* _REQUEST_
Please revise the part of the material that opens with the line containing "Tag the straw" and closes at the end of the material, replacing "straw hat" with "sun hat" and leaving everything else unchanged.
_ _ _
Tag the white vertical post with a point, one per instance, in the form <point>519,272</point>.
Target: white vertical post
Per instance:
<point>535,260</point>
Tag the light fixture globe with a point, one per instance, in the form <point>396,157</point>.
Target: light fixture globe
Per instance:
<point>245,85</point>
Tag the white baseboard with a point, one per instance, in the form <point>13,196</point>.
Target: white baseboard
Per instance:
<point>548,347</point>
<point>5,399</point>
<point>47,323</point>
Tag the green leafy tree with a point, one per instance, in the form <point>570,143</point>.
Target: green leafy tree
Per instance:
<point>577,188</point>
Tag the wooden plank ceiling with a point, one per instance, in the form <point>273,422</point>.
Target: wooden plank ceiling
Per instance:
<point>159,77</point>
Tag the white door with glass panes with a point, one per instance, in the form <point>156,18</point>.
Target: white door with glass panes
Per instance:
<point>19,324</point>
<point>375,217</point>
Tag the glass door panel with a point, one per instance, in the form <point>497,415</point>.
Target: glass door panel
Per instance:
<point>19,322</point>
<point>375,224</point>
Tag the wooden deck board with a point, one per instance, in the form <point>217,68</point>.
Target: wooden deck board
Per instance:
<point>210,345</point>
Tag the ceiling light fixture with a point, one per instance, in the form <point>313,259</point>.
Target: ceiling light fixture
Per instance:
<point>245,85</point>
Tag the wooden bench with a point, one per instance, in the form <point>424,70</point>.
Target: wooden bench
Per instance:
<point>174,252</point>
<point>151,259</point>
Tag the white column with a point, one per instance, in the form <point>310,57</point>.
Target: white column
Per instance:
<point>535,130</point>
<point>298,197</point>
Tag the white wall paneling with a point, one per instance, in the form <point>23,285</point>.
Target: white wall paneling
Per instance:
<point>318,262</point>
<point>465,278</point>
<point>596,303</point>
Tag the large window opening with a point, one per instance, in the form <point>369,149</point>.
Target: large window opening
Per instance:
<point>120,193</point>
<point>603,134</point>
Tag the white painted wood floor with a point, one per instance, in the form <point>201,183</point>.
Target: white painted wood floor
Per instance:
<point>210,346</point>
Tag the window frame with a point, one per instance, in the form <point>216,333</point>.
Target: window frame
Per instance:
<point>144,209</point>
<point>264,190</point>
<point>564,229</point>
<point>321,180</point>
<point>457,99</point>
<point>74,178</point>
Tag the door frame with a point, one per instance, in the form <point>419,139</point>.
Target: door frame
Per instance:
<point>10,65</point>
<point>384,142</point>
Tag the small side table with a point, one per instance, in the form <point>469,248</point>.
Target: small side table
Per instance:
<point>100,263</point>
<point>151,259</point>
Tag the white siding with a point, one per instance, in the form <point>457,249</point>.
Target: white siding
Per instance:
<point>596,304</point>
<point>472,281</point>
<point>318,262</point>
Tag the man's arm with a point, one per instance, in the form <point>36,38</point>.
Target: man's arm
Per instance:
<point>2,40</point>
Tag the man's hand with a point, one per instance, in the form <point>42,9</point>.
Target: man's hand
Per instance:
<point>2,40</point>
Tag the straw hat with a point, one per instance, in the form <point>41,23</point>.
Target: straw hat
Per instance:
_ _ _
* _TASK OUTPUT_
Tag the sun hat with a point, one per instance, in the form <point>41,23</point>.
Target: sun hat
Per instance:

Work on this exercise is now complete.